LISTED RECORDS
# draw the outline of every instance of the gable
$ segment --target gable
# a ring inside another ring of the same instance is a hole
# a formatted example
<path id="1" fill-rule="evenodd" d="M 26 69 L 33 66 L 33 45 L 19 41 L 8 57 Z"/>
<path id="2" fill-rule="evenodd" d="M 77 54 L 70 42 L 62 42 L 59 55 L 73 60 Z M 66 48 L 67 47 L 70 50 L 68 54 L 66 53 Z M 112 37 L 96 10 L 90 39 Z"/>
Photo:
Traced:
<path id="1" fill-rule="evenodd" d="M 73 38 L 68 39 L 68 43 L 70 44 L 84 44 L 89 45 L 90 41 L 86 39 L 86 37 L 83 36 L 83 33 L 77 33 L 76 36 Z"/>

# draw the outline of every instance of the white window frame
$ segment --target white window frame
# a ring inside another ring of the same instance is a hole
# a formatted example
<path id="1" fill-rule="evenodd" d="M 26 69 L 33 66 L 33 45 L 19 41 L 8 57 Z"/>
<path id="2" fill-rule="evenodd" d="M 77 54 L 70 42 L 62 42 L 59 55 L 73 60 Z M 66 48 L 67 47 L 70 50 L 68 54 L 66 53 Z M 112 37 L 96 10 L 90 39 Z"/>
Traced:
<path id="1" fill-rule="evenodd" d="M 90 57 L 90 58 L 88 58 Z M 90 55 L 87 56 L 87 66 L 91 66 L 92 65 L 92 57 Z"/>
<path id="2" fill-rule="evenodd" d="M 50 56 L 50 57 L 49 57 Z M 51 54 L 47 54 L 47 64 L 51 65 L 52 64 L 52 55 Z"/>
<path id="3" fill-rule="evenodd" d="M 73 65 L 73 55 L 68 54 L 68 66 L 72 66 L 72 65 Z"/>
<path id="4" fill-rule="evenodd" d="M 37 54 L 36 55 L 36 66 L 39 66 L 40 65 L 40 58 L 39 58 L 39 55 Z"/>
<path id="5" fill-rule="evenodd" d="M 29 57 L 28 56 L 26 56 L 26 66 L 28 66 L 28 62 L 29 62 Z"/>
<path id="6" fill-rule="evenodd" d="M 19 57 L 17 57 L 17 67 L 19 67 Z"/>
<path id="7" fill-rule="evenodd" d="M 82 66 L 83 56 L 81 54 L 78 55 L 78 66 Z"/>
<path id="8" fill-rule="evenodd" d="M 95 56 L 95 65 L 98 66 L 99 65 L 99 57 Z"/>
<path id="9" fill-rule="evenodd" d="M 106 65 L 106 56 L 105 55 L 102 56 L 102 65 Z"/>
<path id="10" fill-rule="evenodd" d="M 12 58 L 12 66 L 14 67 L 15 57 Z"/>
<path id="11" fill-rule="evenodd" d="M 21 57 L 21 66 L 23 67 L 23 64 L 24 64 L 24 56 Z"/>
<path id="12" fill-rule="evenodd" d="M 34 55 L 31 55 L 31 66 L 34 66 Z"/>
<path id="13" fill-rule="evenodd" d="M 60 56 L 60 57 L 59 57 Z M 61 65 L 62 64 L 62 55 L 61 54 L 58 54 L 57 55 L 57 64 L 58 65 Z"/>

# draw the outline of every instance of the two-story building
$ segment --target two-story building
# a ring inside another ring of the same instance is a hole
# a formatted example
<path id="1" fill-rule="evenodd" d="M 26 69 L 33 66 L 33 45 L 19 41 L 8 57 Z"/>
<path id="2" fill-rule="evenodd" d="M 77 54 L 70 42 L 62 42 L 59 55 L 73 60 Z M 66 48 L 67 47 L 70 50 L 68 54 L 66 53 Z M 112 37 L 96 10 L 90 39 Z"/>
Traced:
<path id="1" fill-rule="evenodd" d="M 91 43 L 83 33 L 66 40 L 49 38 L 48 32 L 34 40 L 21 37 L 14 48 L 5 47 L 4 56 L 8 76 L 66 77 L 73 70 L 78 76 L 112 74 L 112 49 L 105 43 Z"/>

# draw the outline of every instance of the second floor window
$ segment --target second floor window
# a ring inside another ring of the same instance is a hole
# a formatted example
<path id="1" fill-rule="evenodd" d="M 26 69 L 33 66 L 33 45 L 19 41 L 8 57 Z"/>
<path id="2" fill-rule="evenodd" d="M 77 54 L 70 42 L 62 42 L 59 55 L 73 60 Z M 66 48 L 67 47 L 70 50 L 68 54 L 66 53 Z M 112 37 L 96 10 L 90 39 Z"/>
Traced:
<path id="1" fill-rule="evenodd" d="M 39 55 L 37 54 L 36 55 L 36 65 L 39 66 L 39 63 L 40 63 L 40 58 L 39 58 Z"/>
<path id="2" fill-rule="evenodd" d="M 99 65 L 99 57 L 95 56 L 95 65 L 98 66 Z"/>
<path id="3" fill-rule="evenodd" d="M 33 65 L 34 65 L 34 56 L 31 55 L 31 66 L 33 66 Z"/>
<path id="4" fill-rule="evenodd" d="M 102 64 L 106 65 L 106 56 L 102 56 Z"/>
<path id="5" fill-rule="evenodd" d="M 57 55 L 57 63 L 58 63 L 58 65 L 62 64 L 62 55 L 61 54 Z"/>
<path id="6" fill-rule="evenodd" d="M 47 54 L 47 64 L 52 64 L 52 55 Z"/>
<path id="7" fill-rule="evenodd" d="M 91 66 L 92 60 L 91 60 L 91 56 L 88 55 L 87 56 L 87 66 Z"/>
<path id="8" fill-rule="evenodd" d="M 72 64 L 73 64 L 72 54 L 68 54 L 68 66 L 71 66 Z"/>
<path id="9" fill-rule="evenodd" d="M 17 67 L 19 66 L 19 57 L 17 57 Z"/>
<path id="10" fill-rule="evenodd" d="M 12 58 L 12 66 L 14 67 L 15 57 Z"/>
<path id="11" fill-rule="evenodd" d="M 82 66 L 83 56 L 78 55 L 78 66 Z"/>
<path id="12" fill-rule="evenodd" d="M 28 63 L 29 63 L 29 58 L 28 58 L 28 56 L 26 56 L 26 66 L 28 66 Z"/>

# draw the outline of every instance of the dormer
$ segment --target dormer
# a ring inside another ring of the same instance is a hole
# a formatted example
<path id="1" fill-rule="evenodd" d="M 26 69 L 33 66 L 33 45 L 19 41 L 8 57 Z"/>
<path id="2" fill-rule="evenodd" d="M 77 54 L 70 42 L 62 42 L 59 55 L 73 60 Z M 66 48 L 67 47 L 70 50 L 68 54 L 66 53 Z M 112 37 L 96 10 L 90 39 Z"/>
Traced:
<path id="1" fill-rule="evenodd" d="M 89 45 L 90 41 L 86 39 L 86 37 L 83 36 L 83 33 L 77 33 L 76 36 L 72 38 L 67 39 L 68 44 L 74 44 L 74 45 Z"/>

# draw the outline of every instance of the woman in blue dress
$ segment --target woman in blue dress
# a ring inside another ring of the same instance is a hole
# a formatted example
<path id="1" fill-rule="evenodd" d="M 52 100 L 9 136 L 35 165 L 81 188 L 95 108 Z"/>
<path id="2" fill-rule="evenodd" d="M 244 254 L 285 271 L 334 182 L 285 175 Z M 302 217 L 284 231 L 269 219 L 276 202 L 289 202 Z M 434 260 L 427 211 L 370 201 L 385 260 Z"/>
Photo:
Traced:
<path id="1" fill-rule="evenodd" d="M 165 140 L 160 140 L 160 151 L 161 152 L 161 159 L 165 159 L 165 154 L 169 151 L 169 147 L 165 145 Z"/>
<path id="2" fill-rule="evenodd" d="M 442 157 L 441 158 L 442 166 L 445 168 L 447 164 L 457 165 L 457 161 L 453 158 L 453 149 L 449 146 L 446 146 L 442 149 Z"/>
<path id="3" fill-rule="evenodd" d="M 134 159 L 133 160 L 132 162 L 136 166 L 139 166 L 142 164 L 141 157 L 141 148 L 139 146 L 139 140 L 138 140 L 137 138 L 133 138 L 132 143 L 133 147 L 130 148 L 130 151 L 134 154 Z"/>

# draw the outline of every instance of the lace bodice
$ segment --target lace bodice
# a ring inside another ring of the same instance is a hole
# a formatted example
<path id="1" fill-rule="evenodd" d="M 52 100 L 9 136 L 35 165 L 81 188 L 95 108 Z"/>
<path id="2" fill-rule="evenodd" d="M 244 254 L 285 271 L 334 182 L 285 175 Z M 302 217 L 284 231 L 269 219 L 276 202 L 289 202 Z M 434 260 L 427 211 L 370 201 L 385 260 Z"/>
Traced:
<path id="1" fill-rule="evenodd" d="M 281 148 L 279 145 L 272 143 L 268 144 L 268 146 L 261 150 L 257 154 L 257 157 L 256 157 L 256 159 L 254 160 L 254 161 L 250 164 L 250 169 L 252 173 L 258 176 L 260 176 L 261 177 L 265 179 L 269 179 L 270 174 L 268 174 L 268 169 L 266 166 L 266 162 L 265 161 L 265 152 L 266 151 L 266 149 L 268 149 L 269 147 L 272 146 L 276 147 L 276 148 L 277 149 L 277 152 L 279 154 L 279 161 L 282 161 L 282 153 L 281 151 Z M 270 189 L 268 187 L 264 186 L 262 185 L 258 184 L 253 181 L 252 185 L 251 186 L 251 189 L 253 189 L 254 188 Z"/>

* * *

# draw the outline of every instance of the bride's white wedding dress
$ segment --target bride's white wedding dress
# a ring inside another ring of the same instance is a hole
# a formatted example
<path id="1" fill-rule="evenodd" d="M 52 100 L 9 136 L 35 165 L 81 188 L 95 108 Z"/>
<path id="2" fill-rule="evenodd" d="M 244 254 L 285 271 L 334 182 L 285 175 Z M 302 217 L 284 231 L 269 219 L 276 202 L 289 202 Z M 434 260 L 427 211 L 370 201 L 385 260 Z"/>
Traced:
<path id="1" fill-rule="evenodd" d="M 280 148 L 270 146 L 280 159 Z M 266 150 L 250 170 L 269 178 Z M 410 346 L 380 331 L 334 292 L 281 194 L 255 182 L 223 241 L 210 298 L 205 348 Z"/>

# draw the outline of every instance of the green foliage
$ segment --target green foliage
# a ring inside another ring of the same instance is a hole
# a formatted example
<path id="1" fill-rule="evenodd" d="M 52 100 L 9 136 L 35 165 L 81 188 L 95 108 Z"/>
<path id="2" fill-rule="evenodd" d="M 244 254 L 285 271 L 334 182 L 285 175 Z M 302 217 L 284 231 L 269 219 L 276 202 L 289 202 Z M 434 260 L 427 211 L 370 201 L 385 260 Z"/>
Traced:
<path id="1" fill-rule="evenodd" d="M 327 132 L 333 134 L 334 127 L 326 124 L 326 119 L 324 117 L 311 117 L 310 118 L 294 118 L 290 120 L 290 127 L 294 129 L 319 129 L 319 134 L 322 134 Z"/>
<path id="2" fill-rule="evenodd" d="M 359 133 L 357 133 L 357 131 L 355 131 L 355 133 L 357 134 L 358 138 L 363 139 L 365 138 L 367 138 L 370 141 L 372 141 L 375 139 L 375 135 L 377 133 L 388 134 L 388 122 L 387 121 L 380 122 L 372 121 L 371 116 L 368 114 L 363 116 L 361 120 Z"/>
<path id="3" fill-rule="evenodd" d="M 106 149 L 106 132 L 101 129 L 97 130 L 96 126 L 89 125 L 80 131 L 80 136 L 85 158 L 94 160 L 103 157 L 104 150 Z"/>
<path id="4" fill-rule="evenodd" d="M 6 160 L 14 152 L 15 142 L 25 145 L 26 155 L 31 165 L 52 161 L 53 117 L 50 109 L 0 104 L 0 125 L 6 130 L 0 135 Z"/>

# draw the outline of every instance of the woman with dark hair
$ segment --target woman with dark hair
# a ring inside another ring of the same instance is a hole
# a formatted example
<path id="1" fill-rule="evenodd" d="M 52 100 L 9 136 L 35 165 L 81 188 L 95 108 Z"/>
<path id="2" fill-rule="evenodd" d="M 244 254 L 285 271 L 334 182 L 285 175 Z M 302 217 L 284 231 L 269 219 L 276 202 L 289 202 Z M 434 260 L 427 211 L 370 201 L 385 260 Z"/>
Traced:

DESCRIPTION OF THE TASK
Starting at the line containing "# draw the outline of every instance of the dormer" and ending at the line containing "134 159 L 133", arrange the lines of the entries above as a numbered list, leaving out blank lines.

CORRECT OUTPUT
1. # draw the outline of every instance of the dormer
2. $ segment --target dormer
3. # a ring inside another ring of the same instance is a hole
4. # a formatted example
5. <path id="1" fill-rule="evenodd" d="M 26 69 L 33 66 L 33 45 L 19 41 L 8 57 Z"/>
6. <path id="2" fill-rule="evenodd" d="M 77 54 L 70 42 L 62 42 L 59 55 L 73 60 Z M 66 48 L 67 47 L 70 50 L 68 54 L 66 53 Z M 112 37 L 96 10 L 90 39 Z"/>
7. Traced:
8. <path id="1" fill-rule="evenodd" d="M 89 45 L 90 41 L 86 39 L 86 37 L 83 36 L 83 33 L 77 33 L 76 36 L 72 38 L 67 39 L 68 44 L 74 44 L 74 45 Z"/>
9. # draw the outline of every instance of the woman in blue dress
10. $ segment --target woman in blue dress
11. # a ring inside another ring of the same instance is a hole
12. # a formatted example
13. <path id="1" fill-rule="evenodd" d="M 52 100 L 9 136 L 35 165 L 81 188 L 95 108 Z"/>
14. <path id="2" fill-rule="evenodd" d="M 244 254 L 285 271 L 334 182 L 285 175 Z M 302 217 L 284 231 L 269 219 L 276 202 L 289 202 Z M 434 260 L 427 211 L 370 201 L 385 260 Z"/>
15. Photo:
16. Traced:
17. <path id="1" fill-rule="evenodd" d="M 165 140 L 160 140 L 160 151 L 161 152 L 161 159 L 165 159 L 165 154 L 169 151 L 169 147 L 165 145 Z"/>
18. <path id="2" fill-rule="evenodd" d="M 442 157 L 441 158 L 442 166 L 445 168 L 447 164 L 457 165 L 457 161 L 453 158 L 453 149 L 449 146 L 446 146 L 442 149 Z"/>
19. <path id="3" fill-rule="evenodd" d="M 134 159 L 133 160 L 132 162 L 136 166 L 139 166 L 142 164 L 141 157 L 141 148 L 139 146 L 139 140 L 138 140 L 137 138 L 133 138 L 132 143 L 133 147 L 130 148 L 130 151 L 134 154 Z"/>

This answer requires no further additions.